> [Excerpts of labeled region data]
--*--

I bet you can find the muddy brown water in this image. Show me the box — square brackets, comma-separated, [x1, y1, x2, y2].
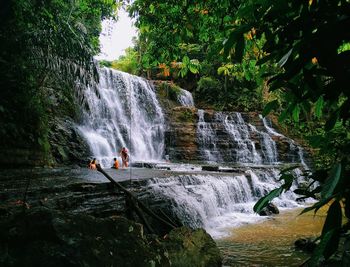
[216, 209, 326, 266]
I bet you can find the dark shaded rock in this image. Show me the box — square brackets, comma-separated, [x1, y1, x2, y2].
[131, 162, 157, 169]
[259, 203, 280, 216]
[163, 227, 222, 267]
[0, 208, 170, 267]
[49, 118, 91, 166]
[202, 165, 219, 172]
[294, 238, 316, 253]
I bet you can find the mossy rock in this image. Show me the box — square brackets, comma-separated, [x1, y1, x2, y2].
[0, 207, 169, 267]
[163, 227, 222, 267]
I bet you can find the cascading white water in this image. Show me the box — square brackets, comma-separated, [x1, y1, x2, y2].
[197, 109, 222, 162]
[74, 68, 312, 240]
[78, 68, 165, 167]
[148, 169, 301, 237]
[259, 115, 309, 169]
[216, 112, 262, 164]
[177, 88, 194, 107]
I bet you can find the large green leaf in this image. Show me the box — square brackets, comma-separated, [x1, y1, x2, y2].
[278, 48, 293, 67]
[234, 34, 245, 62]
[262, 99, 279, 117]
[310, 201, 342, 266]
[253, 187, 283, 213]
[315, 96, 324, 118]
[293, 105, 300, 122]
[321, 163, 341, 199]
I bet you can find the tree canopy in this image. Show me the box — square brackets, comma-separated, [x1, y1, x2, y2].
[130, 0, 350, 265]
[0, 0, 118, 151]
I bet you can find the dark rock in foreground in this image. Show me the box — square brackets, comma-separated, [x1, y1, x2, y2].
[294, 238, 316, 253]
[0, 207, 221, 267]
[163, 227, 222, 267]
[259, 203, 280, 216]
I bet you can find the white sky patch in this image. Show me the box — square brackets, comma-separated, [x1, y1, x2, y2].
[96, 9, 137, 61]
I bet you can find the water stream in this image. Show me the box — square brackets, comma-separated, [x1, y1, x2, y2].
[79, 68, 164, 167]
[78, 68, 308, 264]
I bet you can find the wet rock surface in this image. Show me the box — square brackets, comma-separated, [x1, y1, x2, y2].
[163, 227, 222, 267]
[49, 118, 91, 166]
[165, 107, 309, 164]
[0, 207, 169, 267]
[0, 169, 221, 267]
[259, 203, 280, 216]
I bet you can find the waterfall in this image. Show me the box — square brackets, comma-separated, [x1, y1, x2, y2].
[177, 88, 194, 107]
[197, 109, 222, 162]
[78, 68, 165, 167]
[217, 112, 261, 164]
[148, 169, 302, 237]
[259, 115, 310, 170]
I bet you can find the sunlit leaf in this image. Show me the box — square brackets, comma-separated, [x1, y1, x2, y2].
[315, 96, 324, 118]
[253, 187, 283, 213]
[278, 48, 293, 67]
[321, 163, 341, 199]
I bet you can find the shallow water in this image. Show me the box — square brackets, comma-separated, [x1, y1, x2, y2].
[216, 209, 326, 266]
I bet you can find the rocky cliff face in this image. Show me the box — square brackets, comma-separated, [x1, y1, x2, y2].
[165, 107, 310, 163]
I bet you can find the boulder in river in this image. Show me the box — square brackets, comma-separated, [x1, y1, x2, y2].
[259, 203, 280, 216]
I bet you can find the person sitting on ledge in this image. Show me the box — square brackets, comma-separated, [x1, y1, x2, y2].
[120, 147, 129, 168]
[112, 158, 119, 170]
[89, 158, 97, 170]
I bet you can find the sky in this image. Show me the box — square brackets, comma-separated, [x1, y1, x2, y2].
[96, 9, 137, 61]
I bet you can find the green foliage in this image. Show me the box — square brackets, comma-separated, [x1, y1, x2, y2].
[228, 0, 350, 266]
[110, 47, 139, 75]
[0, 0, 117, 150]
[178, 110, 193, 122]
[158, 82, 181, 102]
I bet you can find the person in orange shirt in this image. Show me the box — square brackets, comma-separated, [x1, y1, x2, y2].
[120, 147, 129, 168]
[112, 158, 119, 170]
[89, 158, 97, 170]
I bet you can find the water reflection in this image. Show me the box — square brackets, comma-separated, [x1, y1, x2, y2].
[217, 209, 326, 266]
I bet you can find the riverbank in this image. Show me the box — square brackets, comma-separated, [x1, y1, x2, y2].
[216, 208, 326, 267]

--*--

> [INSTRUCTION] Render the stretch of the records above that opens with the line containing "I bet you can find the waterfall" and runs through the end of the records as a JSON list of strings, one string per line, with blank lines left out.

> [RESPONSE TO THE EXERCISE]
[
  "I bet you can find the waterfall in this image. Show me the box — square brackets, comma-separated, [x1, y1, x2, y2].",
  "[177, 88, 194, 107]",
  "[197, 109, 222, 162]",
  "[78, 68, 165, 167]",
  "[217, 112, 261, 164]",
  "[148, 169, 302, 237]",
  "[259, 115, 310, 170]",
  "I bet you can find the sunlit leaf in this image. Show me the box — square brackets, comma-separated, [x1, y1, x2, y2].",
  "[315, 96, 324, 118]",
  "[253, 187, 283, 213]",
  "[278, 48, 293, 67]",
  "[321, 163, 341, 199]",
  "I bet you can find the shallow water in this image. Show me the box — square brackets, comma-separated, [x1, y1, x2, y2].",
  "[216, 209, 326, 266]",
  "I bet you can find the rocky cliff face in this image. Show me the box — square brackets, comma-separated, [x1, y1, x2, y2].",
  "[165, 107, 310, 163]",
  "I bet you can find the boulder in river in this image. Show me the box — square brackets, comma-separated, [x1, y1, x2, y2].",
  "[259, 203, 280, 216]",
  "I bet you can find the person sitting on ledge in this image. Show me the box — square brackets, comma-separated, [x1, y1, x2, y2].",
  "[120, 147, 129, 168]",
  "[112, 158, 119, 170]",
  "[89, 158, 97, 170]",
  "I bet you can find the sky in this image. Show me the box — square brackets, comma-separated, [x1, y1, x2, y2].",
  "[96, 9, 137, 61]",
  "I bet you can find the green foliage in this image. Show me the box — square brackets, comma-separated, [x1, y1, x2, y2].",
  "[228, 0, 350, 266]",
  "[110, 47, 139, 75]",
  "[0, 0, 117, 150]",
  "[178, 110, 193, 122]",
  "[158, 82, 181, 102]",
  "I bet you can find the person in orange shirt in this image. Show me the box — square brackets, comma-separated, [x1, y1, x2, y2].",
  "[120, 147, 129, 168]",
  "[112, 158, 119, 170]",
  "[89, 158, 97, 170]",
  "I bet you can find the water reflection in this image. Show me the box — square brackets, comma-separated, [x1, y1, x2, y2].",
  "[217, 209, 326, 266]",
  "I bet you can find the riverbank in this image. Show me the box — square brackets, comma-separated, [x1, y1, x2, y2].",
  "[216, 208, 326, 267]"
]